# The problem:
Stop after the line that contains "Target: dog's outstretched leg". Until then, retype each line of the entries exactly from the first one, skipping pictures.

Stored data entries

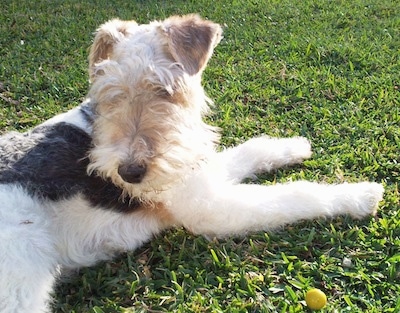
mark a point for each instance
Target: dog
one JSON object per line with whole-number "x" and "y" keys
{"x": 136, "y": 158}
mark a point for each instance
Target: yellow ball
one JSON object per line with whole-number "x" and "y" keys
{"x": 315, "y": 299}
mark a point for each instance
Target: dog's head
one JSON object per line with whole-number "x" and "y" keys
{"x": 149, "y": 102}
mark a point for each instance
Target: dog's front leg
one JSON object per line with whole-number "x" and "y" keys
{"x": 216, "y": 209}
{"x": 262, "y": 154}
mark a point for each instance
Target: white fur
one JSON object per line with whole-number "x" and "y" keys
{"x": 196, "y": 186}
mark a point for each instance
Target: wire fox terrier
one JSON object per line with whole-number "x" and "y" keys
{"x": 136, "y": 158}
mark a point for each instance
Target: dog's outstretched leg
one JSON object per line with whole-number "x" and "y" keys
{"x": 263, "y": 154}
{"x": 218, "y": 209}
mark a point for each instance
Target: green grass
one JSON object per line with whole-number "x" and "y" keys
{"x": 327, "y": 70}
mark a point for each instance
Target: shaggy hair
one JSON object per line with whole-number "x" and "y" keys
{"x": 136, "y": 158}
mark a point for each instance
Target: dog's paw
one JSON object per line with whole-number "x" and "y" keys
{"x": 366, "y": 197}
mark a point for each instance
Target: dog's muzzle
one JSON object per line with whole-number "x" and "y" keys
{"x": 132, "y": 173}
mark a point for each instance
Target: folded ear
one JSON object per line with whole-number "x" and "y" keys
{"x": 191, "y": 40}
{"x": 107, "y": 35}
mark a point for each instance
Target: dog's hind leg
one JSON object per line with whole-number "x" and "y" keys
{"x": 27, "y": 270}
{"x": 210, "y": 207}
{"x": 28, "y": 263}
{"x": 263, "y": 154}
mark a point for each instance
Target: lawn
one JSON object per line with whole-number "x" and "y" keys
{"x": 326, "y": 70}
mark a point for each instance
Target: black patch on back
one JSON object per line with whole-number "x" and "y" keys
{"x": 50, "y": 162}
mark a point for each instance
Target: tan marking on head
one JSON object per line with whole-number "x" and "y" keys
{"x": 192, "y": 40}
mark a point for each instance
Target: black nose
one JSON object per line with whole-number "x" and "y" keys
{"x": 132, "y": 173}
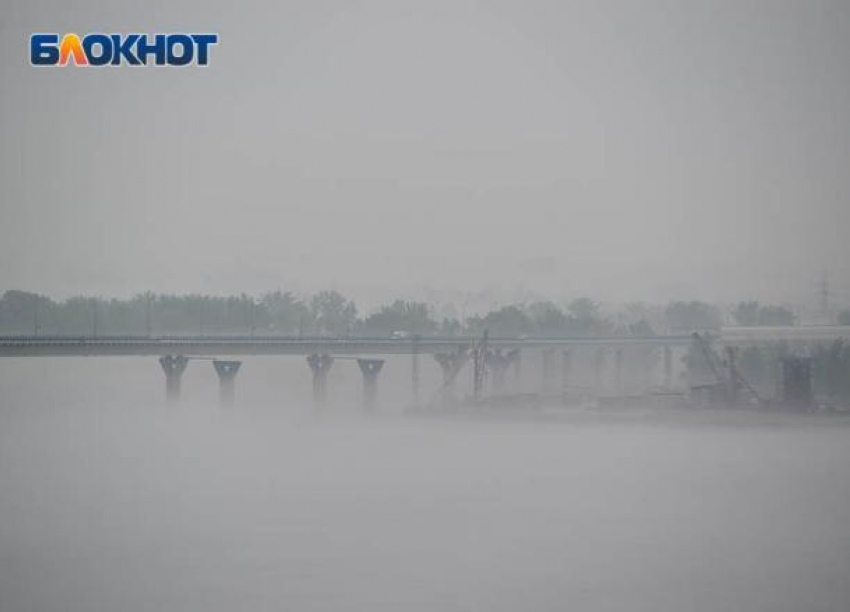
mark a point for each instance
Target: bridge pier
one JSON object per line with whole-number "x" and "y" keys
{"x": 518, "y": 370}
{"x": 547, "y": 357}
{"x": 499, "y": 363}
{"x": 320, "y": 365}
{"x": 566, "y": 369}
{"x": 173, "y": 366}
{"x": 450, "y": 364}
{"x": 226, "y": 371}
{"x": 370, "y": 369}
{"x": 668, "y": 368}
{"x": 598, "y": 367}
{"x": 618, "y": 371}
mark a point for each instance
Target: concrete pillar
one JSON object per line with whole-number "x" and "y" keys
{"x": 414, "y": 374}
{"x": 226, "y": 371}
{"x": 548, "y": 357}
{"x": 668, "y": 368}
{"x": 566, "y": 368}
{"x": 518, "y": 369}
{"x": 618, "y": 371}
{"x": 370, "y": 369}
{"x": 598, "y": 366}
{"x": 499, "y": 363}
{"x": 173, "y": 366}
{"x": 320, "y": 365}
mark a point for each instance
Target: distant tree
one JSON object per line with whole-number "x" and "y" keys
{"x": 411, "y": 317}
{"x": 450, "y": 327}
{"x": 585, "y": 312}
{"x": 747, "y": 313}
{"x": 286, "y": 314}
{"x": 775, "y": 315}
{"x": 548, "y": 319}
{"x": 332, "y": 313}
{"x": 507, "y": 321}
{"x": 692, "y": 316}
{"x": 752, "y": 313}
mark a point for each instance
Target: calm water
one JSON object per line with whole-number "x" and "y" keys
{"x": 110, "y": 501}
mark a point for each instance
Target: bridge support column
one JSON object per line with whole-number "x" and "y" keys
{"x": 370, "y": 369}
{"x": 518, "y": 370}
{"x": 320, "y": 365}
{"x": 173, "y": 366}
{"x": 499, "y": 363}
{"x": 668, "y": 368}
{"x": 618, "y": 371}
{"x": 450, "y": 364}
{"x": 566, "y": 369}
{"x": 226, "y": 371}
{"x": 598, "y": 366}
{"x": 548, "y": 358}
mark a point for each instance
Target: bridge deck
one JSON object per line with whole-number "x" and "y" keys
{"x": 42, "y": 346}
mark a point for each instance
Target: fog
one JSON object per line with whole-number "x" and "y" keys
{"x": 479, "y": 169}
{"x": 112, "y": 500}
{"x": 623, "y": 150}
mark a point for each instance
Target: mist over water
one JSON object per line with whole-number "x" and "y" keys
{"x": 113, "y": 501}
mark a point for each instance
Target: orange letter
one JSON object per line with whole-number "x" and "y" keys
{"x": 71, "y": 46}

# Solution for this problem:
mark a point for each instance
Target: dog
one JSON object per line with whole-number "x" and "y" keys
{"x": 136, "y": 158}
mark a point for each instance
Target: yellow ball
one JSON object per line with whole-number "x" and "y" keys
{"x": 315, "y": 299}
mark a point for each instance
Target: dog's head
one JSON object per line with whole-number "x" and "y" keys
{"x": 149, "y": 102}
mark a point for each instance
Target: dog's front leg
one JSON object per line with whole-number "x" and "y" keys
{"x": 216, "y": 209}
{"x": 262, "y": 154}
mark a point for each instance
Target: white fur
one JSON object per line with whole-number "x" and "y" keys
{"x": 196, "y": 186}
mark a point for each instance
Target: wire fox terrier
one JSON object per line with whole-number "x" and "y" keys
{"x": 136, "y": 158}
mark a point for each instance
Target: dog's outstretched leg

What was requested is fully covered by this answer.